▸ Extrait du texte
###
• Opening night, de John Cassavetes (USA, 1977)

Je like cet article sur les réseaux sociaux de l'internet!

Où ?

A la maison, en DVD zone 2 distribué par Ocean Films, et obtenu via Cinetrafic dans le cadre de leur opération « DVDtrafic »

Quand ?

Samedi soir

Avec qui ?

MaFemme

Et alors ?

Opening night confirme la première impression que Meurtre d’un bookmaker chinois m’a donnée des films de Cassavetes : ils ne dévoilent leur entière nature que dans les toutes dernières secondes. Alors seulement, au bout du chemin parcouru en leur compagnie, nous distinguons la clé de voûte identitaire du personnage central, laquelle éclaire d’une lumière nouvelle et bien plus éclairante les différentes étapes et méandres du périple qui a précédé. A l’instar de Meurtre d’un bookmaker chinois avec le film noir, Opening night endosse les habits d’un genre connu – l’envers du décor d’une production artistique, ici une pièce de théâtre – mais n’a aucune intention d’en appliquer les règles. Plutôt que de faire du monde un décor de cinéma, Cassavetes fait donc du cinéma un décor aux affres de son héroïne. Celle-ci, Myrtle, est interprétée par Gena Rowlands, épouse et muse du réalisateur qui a écrit le film pour elle. L’indécision démontrée par le scénario envers le personnage n’en est que plus troublante. Cassavetes ne fait pas de Opening night un hymne à la gloire de l’être aimé et de son talent. Il n’est pas non plus question d’un exorcisme par fiction interposée des griefs enfouis qu’il aurait à son encontre. Le cinéaste se tient dans la vaste zone grise entre les deux, son point de vue fluctuant entre la fascination éprise et une forme de crainte mâtinée de dégoût.
###
▸ Données enregistrées
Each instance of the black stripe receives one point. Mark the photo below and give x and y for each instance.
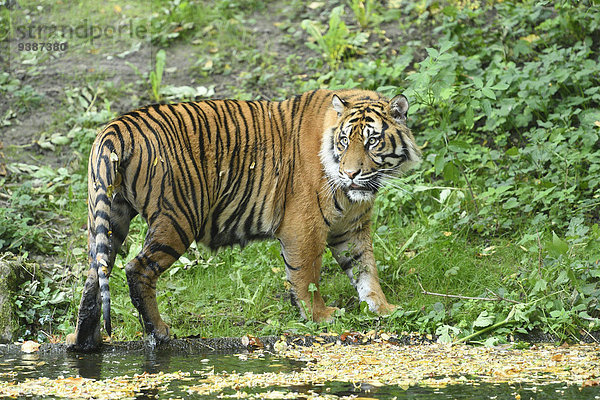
(321, 210)
(349, 262)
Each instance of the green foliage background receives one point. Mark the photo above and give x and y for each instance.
(502, 214)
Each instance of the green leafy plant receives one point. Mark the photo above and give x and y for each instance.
(337, 42)
(155, 76)
(364, 12)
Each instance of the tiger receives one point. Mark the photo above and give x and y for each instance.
(304, 170)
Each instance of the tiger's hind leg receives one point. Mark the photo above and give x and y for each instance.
(164, 244)
(87, 333)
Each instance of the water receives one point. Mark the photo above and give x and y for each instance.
(17, 367)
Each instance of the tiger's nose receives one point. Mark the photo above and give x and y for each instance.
(352, 174)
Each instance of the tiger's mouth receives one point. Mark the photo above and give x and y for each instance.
(360, 187)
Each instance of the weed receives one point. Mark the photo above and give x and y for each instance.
(155, 76)
(338, 42)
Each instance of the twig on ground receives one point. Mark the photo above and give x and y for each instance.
(456, 296)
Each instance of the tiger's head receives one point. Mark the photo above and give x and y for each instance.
(369, 144)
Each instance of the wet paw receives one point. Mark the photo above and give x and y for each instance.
(75, 342)
(161, 333)
(326, 314)
(386, 309)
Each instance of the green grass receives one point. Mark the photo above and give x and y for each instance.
(504, 204)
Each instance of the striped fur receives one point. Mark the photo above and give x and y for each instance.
(224, 172)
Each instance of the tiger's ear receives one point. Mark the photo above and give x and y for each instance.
(338, 104)
(399, 108)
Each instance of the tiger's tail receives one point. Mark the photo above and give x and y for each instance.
(103, 182)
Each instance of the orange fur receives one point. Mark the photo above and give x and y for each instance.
(224, 172)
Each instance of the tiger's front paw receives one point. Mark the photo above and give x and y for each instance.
(161, 333)
(386, 309)
(325, 314)
(81, 343)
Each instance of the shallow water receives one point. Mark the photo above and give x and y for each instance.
(109, 364)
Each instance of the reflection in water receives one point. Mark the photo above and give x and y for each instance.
(85, 365)
(115, 363)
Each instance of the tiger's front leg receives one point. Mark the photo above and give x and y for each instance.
(354, 254)
(303, 268)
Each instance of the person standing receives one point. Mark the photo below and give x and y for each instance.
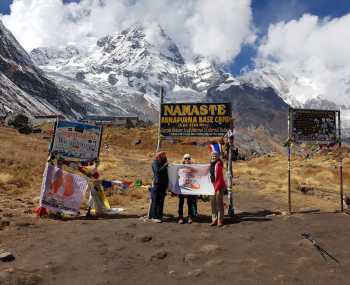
###
▸ Consigne
Résumez sous forme de liste, s'il vous plaît, le paragraphe de l'extrait qui commence par « Opening night confirme la première impression », en conservant ses faits principaux.

▸ Corrigé
- Comme Meurtre d'un bookmaker chinois, Opening night ne révèle sa véritable nature que dans ses toutes dernières secondes. C'est alors qu'apparaît la clé de l'identité du personnage central, qui éclaire tout le parcours précédent.
- Le film reprend l'apparence d'un genre connu, l'envers du décor d'une production artistique (ici une pièce de théâtre), sans en appliquer les règles. Meurtre d'un bookmaker chinois procède de même avec le film noir.
- Cassavetes fait du cinéma un décor pour les tourments de son héroïne, Myrtle.
- Myrtle est interprétée par Gena Rowlands, épouse et muse du réalisateur, qui a écrit le film pour elle.
- Le scénario reste indécis envers ce personnage. Le film n'est ni un hymne à la gloire de l'être aimé et de son talent, ni l'exorcisme de griefs enfouis.
- Le cinéaste se tient dans une zone grise, entre fascination éprise et crainte mêlée de dégoût.